SUPPLIED MATERIAL →

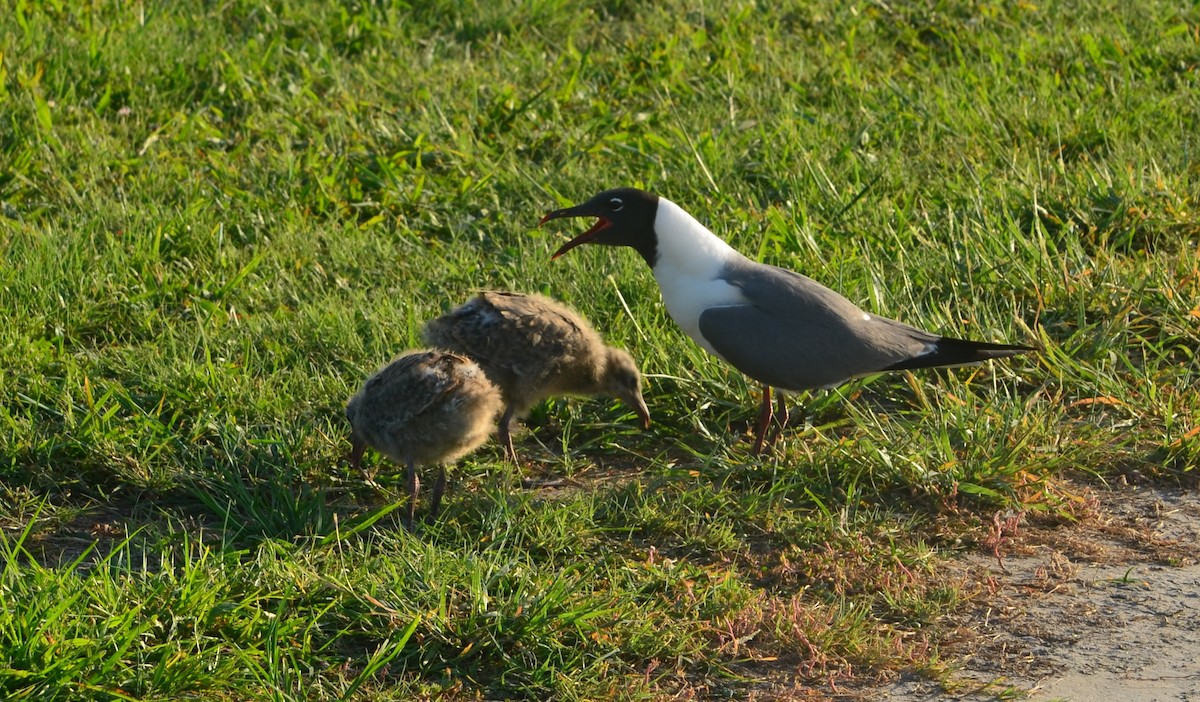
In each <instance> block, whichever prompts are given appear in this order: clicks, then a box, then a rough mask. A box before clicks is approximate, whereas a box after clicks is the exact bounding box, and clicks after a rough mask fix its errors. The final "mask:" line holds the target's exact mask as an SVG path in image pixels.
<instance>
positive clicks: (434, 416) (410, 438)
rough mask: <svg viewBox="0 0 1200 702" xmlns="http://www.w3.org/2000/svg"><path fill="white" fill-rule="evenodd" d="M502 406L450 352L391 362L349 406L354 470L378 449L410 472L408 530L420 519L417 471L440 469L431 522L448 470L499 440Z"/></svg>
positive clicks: (432, 517)
mask: <svg viewBox="0 0 1200 702" xmlns="http://www.w3.org/2000/svg"><path fill="white" fill-rule="evenodd" d="M502 404H503V400H502V398H500V392H499V390H498V389H497V388H496V385H494V384H493V383H492V382H491V380H488V378H487V376H486V374H485V373H484V371H482V370H481V368H480V367H479V366H478V365H476V364H475V362H474V361H472V360H470V359H469V358H466V356H463V355H460V354H455V353H448V352H444V350H414V352H407V353H403V354H401V355H398V356H396V358H395V359H392V360H391V362H389V364H388V365H386V366H384V367H383V368H380V370H379V371H377V372H376V373H374V374H373V376H371V377H370V378H367V379H366V382H365V383H362V389H361V390H359V391H358V394H356V395H354V397H352V398H350V401H349V403H347V406H346V419H347V420H348V421H349V422H350V428H352V433H350V443H352V446H353V448H352V451H350V456H349V461H350V464H352V466H354V467H355V468H358V466H359V462H360V461H361V460H362V452H364V451H365V450H366V448H367V446H371V448H373V449H376V450H377V451H379V452H380V454H383V455H384V456H386V457H388V458H390V460H391V461H394V462H396V463H398V464H402V466H406V467H407V470H408V473H407V480H408V512H407V517H408V518H407V523H408V526H409V527H412V524H413V518H414V517H415V515H416V496H418V492H419V491H420V480H419V479H418V476H416V467H418V466H425V464H428V463H437V464H438V478H437V481H436V482H434V484H433V494H432V496H431V498H430V518H431V520H432V518H434V517H437V515H438V508H439V506H440V503H442V494H443V492H445V486H446V473H445V463H449V462H452V461H456V460H457V458H460V457H462V456H464V455H466V454H469V452H470V451H473V450H475V449H476V448H479V445H480V444H482V443H484V442H485V440H487V437H488V436H490V434H491V433H492V427H494V426H496V424H494V422H496V415H497V414H499V412H500V407H502Z"/></svg>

EXERCISE BRIEF → From the records above, copy every line that includes the word "rough".

REPLY TO THE TASK →
In each <instance> block, whichever prompts are given appear in this order: clicks, then a box, then a rough mask. A box before clicks is approximate, whereas a box after clicks is the exact bounding box, and clicks after a rough mask fix its errors. The final "mask:" line holds the target's exact mask as an SVG path in image pixels.
rough mask: <svg viewBox="0 0 1200 702" xmlns="http://www.w3.org/2000/svg"><path fill="white" fill-rule="evenodd" d="M502 406L450 352L391 362L349 406L354 470L378 449L410 472L408 530L420 519L417 471L440 469L431 522L448 470L499 440Z"/></svg>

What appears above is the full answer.